Print the line containing "Report one point per instance of the truck hood" and each line after it through the end, please, with nothing added.

Location identification items:
((

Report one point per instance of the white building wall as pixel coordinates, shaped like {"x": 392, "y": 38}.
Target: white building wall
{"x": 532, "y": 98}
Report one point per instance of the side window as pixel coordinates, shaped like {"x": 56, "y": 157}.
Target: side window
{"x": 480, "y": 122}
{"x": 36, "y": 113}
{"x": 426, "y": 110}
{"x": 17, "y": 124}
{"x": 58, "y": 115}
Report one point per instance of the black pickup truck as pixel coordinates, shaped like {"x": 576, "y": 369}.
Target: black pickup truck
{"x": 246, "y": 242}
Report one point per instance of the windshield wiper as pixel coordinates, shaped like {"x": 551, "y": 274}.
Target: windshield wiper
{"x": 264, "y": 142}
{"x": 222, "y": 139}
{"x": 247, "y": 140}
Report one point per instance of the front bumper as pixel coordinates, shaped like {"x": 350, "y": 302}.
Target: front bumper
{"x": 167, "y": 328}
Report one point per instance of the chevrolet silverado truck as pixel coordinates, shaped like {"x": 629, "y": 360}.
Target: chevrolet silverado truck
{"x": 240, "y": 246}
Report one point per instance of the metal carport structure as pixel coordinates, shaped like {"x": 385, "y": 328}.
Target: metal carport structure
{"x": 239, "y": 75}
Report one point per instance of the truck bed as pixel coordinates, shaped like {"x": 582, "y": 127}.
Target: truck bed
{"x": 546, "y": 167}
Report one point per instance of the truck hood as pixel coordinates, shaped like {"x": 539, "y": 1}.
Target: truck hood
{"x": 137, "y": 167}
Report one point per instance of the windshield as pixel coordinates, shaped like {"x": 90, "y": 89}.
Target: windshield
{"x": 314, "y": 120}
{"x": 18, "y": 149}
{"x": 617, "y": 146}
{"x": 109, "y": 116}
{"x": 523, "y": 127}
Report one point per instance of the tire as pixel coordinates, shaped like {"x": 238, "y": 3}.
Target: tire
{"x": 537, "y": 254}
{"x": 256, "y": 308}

))

## Written response
Report one point per instance of the truck hood as pixel coordinates, shaped like {"x": 539, "y": 1}.
Target: truck hood
{"x": 137, "y": 167}
Report one point per instance of the windshield as pixel coordinates, shaped like {"x": 90, "y": 89}.
Target: windshield
{"x": 314, "y": 120}
{"x": 18, "y": 149}
{"x": 617, "y": 146}
{"x": 109, "y": 116}
{"x": 523, "y": 127}
Report one point per instance of the tire as pixel coordinates, shaped like {"x": 238, "y": 3}.
Target: tire
{"x": 537, "y": 254}
{"x": 256, "y": 308}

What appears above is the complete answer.